Edit the listing below from the line with "One pin marks each instance of the woman's" through the end of the listing: swap "holding dog" for "holding leash" and leave everything else as it is. Give back only those lines.
— START Data lines —
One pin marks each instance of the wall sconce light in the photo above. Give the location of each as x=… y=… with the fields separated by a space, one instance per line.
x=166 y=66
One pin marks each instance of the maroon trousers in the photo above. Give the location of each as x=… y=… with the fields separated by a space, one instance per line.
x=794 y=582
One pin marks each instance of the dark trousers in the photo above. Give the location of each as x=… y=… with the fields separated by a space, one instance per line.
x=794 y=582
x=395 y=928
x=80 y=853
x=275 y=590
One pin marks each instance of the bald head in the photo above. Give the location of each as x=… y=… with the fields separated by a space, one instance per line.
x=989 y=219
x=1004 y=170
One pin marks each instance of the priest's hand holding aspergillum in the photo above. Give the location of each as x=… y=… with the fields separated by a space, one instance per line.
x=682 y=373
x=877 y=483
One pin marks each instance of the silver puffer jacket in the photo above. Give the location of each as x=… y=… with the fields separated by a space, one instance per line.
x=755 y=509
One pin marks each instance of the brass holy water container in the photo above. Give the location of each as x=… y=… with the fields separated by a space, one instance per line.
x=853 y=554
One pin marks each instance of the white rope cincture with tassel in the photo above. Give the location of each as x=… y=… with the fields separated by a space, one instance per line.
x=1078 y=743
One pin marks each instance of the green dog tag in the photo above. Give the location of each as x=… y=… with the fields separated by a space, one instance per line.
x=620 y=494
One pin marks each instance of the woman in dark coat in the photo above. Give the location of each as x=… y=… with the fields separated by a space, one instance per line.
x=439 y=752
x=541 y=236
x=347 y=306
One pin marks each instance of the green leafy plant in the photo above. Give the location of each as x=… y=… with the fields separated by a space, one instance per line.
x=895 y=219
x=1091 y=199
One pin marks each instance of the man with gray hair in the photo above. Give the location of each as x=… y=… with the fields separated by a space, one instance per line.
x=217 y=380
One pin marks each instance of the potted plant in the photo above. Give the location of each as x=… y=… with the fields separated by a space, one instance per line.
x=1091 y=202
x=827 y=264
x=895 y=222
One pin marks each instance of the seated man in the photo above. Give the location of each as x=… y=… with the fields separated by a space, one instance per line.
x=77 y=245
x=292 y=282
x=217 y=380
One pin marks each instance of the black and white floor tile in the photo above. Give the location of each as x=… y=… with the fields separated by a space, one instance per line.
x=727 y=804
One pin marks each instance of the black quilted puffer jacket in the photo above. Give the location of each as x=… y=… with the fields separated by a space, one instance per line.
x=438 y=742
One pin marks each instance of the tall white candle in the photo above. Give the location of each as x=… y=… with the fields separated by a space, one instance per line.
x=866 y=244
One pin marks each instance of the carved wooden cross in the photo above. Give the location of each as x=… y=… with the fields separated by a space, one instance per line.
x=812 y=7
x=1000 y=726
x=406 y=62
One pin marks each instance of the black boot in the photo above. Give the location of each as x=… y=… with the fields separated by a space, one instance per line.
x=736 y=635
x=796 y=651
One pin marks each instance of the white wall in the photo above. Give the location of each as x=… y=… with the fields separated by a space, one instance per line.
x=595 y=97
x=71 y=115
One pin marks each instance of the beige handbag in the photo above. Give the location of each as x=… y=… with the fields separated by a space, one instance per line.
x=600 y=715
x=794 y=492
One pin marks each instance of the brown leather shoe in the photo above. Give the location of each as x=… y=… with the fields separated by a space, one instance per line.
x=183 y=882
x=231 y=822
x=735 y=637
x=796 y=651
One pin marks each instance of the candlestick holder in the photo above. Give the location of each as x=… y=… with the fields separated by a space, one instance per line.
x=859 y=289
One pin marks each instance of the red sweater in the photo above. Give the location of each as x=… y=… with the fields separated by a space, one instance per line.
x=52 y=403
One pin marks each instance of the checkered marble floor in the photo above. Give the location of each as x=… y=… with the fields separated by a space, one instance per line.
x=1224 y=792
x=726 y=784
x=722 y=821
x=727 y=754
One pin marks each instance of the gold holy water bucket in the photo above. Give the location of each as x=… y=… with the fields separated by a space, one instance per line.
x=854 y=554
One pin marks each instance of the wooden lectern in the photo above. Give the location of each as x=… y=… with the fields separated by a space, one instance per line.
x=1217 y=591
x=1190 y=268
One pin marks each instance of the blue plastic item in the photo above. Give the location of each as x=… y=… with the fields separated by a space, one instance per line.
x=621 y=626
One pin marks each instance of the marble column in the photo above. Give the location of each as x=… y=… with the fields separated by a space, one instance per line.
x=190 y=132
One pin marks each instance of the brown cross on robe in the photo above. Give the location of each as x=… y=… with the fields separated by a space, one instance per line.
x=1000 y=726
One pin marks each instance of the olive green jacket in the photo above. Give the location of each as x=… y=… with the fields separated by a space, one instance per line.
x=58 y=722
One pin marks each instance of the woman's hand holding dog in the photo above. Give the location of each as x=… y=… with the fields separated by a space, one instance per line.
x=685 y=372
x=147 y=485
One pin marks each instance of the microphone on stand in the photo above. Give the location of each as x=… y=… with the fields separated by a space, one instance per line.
— END Data lines —
> _Final result_:
One pin marks each instance of the woman's hand holding leash in the photo above. Give the location of each as x=… y=… with the fields separated by a space, one instance per line.
x=685 y=372
x=147 y=485
One pin marks each instance of the microphone on stand in the photo above. Give the location of each as x=… y=… with the fields separated by a space, one instance per line.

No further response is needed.